BEGIN TEXT SEGMENT

Eliot’s masterpiece is Four Quartets, which was issued as a book in 1943, though each “quartet” is a complete poem. “Burnt Norton” was the first of the quartets; it had appeared in the Collected Poems of 1936. It is a subtle meditation on the nature of time and its relation to eternity. On the model of this, Eliot wrote three more poems—“East Coker” (1940), “The Dry Salvages” (1941), and “Little Gidding” (1942)—in which he explored through images of great beauty and haunting power his own past, the past of the human race, and the meaning of human history. Each of the poems was self-subsistent, but when published together they were seen to make up a single work, in which themes and images recurred and were developed in a musical manner and brought to a final resolution. This work made a deep impression on the reading public, and even those who were unable to accept the poems’ Christian beliefs recognized the intellectual integrity with which Eliot pursued his high theme, the originality of the form he had devised, and the technical mastery of his verse. This work led to the award to Eliot, in 1948, of the Nobel Prize for Literature.

An outstanding example of Eliot’s verse in Four Quartets is the passage in “Little Gidding” in which the poet meets a “compound ghost,” a figure composite of two of his masters: William Butler Yeats and Stéphane Mallarmé. The scene takes place at dawn in London after a night on duty at an air-raid post during an air attack; the master speaks in conclusion:

From wrong to wrong the exasperated spirit

Proceeds, unless restored by that refining fire

Where you must move in measure, like a dancer.

The day was breaking. In the disfigured street

He left me, with a kind of valediction,

And faded on the blowing of the horn.

The passage is 72 lines, in modified terza rima; the diction is as near to that of Dante as is possible in English; and it is a fine example of Eliot’s belief that a poet can be entirely original when he is closest to his models.

Eliot’s plays, which begin with Sweeney Agonistes (published 1926; first performed in 1934) and end with The Elder Statesman (first performed 1958; published 1959), are, with the exception of Murder in the Cathedral (published and performed 1935), inferior to the lyric and meditative poetry. Eliot’s belief that even secular drama attracts people who unconsciously seek a religion led him to put drama above all other forms of poetry. All his plays are in a blank verse of his own invention, in which the metrical effect is not apprehended apart from the sense; thus he brought “poetic drama” back to the popular stage. The Family Reunion (1939) and Murder in the Cathedral are Christian tragedies—the former a tragedy of revenge, the latter of the sin of pride. Murder in the Cathedral is a modern miracle play on the martyrdom of Thomas Becket. The most striking feature of this, his most successful play, is the use of a chorus in the traditional Greek manner to make apprehensible to common humanity the meaning of the heroic action. The Family Reunion (1939) was less popular. It contains scenes of great poignancy and some of the finest dramatic verse since the Elizabethans, but the public found this translation of the story of Orestes into a modern domestic drama baffling and was uneasy at the mixture of psychological realism, mythical apparitions at a drawing-room window, and a comic chorus of uncles and aunts.

END TEXT SEGMENT
BEGIN DATA

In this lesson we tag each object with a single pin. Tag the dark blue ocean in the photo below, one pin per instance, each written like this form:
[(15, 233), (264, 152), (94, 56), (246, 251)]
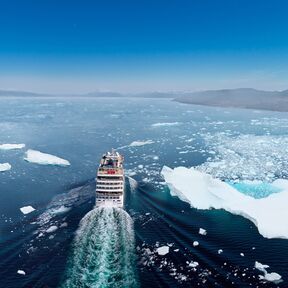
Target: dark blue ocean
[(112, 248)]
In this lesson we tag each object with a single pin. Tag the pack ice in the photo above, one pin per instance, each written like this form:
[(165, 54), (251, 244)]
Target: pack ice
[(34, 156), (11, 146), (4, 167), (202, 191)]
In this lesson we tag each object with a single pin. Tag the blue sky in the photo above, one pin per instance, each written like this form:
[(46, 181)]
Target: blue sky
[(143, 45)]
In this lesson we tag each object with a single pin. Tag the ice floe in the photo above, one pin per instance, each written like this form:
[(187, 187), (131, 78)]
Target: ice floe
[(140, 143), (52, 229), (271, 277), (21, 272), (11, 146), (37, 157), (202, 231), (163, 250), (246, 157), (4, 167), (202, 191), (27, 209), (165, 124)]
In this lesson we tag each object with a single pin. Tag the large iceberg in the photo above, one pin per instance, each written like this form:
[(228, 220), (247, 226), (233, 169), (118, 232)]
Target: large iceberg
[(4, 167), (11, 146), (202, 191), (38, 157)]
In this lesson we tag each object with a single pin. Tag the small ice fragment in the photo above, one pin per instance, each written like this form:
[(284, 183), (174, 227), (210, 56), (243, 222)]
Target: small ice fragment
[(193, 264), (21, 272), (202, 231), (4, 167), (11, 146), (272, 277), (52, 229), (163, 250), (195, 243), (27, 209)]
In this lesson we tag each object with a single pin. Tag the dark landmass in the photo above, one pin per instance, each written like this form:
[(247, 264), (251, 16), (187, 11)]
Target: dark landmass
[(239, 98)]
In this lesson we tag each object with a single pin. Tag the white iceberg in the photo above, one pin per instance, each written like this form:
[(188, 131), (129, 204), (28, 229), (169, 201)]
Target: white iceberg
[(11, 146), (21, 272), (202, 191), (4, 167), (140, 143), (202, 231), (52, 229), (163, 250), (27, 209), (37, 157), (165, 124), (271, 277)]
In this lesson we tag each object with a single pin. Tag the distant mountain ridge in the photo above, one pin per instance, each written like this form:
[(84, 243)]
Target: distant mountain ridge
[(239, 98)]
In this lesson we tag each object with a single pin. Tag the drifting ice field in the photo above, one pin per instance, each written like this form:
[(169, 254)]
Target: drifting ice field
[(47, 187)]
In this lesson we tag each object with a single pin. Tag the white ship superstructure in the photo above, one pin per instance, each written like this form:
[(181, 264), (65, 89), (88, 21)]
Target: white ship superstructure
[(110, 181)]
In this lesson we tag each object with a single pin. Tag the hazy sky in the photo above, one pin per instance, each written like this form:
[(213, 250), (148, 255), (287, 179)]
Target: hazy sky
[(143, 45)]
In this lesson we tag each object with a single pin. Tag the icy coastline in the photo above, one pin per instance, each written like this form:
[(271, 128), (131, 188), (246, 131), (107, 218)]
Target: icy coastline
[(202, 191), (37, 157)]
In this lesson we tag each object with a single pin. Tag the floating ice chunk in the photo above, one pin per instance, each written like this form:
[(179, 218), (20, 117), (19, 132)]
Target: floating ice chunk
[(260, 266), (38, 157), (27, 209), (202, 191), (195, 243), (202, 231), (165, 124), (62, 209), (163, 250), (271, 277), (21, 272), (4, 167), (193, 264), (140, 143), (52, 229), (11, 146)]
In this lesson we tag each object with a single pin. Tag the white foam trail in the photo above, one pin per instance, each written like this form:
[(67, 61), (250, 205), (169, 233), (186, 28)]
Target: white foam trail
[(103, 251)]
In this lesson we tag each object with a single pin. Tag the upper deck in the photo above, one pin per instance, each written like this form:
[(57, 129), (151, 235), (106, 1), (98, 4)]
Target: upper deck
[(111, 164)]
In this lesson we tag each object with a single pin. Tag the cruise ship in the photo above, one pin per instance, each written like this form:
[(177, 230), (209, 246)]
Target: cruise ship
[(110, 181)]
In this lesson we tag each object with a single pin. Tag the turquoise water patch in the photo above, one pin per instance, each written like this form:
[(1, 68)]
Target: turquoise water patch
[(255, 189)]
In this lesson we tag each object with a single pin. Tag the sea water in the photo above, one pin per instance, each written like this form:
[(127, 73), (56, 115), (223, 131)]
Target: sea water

END DATA

TASKS ::
**A)** Answer these questions using the text on Eliot's poetry and plays:
(i) In what year was Eliot awarded the Nobel Prize for Literature?
(ii) Which two poets make up the "compound ghost" in "Little Gidding"?
(iii) Whose martyrdom is the subject of Murder in the Cathedral?
**B)** List the poems that make up Four Quartets, as named in the text on Eliot's poetry and plays.
**C)** Write the next part of the text on Eliot's poetry and plays, continuing after its final sentence.
You can complete the tasks without the items.

SET OF ANSWERS ::
**A)**
(i) 1948
(ii) William Butler Yeats and Stéphane Mallarmé
(iii) Thomas Becket

**B)**
"Burnt Norton"
"East Coker"
"The Dry Salvages"
"Little Gidding"

**C)**
After World War II, Eliot returned to writing plays with The Cocktail Party in 1949, The Confidential Clerk in 1953, and The Elder Statesman in 1958. These plays are comedies in which the plots are derived from Greek drama. In them Eliot accepted current theatrical conventions at their most conventional, subduing his style to a conversational level and eschewing the lyrical passages that gave beauty to his earlier plays. Only The Cocktail Party, which is based upon the Alcestis of Euripides, achieved a popular success. In spite of their obvious theatrical defects and a failure to engage the sympathies of the audience for the characters, these plays succeed in handling moral and religious issues of some complexity while entertaining the audience with farcical plots and some shrewd social satire.

Eliot’s career as editor was ancillary to his main interests, but his quarterly review, The Criterion (1922–39), was the most distinguished international critical journal of the period. He was a “director,” or working editor, of the publishing firm of Faber & Faber Ltd. from the early 1920s until his death and as such was a generous and discriminating patron of young poets.

Eliot rigorously kept his private life in the background. In 1915 he married Vivien Haigh-Wood. After 1933 she was mentally ill, and they lived apart; she died in 1947. In January 1957 he married Valerie Fletcher, with whom he lived happily until his death and who became his literary executor. She was responsible for releasing a range of editions of Eliot’s work and letters, and she also approved Andrew Lloyd Webber’s adaptation of Eliot’s light verse from Old Possum’s Book of Practical Cats (1939) into the musical Cats (1981).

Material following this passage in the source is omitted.